Exercise
Transcribe verbatim the passage of the renal AML project write-up that begins at the words "Renal AML Classification" and stops after the words "706 initial columns.".

Renal AML Classification Project
Building upon my previous experience
Original writeup and relevant code can be found on [Github]
During the spring of 2022, I served as a lead researcher within the Informatics Skunkworks group at the University of Wisconsin - Madison. In this role, I led a team of undergraduate students to explore whether machine learning could accurately predict the growth patterns of renal angiomyolipomas (AMLs), a type of kidney tumor.
Research Objective & Data Engineering
The primary goal was to develop models that could either predict the specific growth rate of a tumor (regression) or categorize it into “high growth” versus “low growth” groups (classification).
-
Dataset Composition: The raw data included patient clinical info and extracted features, totaling 653 entries with 706 initial columns.

Listed entries

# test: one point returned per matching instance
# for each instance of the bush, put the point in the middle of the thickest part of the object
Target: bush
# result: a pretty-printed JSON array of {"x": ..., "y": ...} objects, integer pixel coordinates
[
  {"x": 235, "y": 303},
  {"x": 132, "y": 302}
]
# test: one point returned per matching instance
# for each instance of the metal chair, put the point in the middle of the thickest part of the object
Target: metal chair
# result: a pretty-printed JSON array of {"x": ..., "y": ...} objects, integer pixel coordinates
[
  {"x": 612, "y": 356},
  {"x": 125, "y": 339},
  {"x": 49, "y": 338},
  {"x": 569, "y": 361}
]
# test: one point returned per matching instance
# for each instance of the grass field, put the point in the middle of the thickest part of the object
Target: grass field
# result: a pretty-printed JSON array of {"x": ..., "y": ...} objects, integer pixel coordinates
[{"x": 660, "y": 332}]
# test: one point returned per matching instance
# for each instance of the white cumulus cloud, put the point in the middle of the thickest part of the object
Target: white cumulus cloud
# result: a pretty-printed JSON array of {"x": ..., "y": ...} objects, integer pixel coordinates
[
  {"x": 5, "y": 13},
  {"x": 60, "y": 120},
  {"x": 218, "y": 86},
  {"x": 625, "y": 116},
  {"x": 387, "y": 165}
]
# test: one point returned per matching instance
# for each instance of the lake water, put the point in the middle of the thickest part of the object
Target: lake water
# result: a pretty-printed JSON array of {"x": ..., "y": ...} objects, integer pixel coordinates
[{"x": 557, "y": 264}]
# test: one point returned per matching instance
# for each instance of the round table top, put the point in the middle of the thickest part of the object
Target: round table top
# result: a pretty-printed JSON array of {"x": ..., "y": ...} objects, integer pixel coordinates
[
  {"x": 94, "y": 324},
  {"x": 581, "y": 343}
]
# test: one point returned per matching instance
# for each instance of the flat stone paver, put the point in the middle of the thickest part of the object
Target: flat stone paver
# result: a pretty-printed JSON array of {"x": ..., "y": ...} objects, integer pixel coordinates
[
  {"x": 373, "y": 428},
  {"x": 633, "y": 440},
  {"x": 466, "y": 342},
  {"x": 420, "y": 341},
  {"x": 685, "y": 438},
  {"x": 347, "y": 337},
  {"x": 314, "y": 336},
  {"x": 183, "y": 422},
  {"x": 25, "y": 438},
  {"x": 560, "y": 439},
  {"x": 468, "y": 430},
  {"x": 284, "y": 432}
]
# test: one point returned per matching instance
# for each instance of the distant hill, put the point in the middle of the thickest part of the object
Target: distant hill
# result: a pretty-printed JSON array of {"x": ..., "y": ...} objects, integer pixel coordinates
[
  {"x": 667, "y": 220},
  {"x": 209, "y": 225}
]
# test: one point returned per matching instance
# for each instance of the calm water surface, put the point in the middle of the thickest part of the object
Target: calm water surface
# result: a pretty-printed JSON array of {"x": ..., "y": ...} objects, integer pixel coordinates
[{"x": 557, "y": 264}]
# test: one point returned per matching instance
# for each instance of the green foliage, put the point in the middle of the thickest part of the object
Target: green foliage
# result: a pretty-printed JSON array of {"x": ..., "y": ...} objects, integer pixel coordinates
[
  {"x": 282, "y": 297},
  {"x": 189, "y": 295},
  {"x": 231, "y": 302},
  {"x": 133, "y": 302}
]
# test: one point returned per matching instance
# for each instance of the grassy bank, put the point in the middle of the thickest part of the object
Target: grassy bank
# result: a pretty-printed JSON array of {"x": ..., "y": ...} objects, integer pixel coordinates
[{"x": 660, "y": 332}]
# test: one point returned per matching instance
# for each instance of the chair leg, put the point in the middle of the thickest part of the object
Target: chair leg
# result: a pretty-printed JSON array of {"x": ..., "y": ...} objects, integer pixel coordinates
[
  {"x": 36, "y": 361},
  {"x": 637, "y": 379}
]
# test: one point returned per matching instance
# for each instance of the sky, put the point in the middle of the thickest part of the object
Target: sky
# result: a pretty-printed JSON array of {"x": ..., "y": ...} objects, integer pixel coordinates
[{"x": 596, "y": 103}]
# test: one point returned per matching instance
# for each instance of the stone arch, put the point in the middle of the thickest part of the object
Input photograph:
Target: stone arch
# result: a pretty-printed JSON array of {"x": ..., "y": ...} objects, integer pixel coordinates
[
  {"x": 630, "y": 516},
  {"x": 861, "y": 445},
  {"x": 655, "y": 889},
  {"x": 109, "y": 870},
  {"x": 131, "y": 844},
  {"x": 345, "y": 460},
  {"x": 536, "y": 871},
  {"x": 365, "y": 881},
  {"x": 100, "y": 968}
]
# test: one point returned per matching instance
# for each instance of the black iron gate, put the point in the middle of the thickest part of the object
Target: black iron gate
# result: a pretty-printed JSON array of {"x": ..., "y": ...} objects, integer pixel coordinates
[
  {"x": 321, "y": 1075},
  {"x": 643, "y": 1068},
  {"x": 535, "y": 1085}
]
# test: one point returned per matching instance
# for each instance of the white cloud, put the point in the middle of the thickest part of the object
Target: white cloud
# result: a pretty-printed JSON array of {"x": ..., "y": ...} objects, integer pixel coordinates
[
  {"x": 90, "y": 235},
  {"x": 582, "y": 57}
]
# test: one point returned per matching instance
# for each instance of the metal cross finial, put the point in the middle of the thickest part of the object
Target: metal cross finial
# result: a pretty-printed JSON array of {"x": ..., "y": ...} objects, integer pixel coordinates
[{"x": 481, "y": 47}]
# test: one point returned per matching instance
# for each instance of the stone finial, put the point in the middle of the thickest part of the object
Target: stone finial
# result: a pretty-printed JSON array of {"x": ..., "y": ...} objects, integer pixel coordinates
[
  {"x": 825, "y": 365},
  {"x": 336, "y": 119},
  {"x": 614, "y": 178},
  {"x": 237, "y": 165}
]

Your response
Renal AML Classification Project
Building upon my previous experience
Original writeup and relevant code can be found on [Github]
During the spring of 2022, I served as a lead researcher within the Informatics Skunkworks group at the University of Wisconsin - Madison. In this role, I led a team of undergraduate students to explore whether machine learning could accurately predict the growth patterns of renal angiomyolipomas (AMLs), a type of kidney tumor.
Research Objective & Data Engineering
The primary goal was to develop models that could either predict the specific growth rate of a tumor (regression) or categorize it into “high growth” versus “low growth” groups (classification).
-
Dataset Composition: The raw data included patient clinical info and extracted features, totaling 653 entries with 706 initial columns.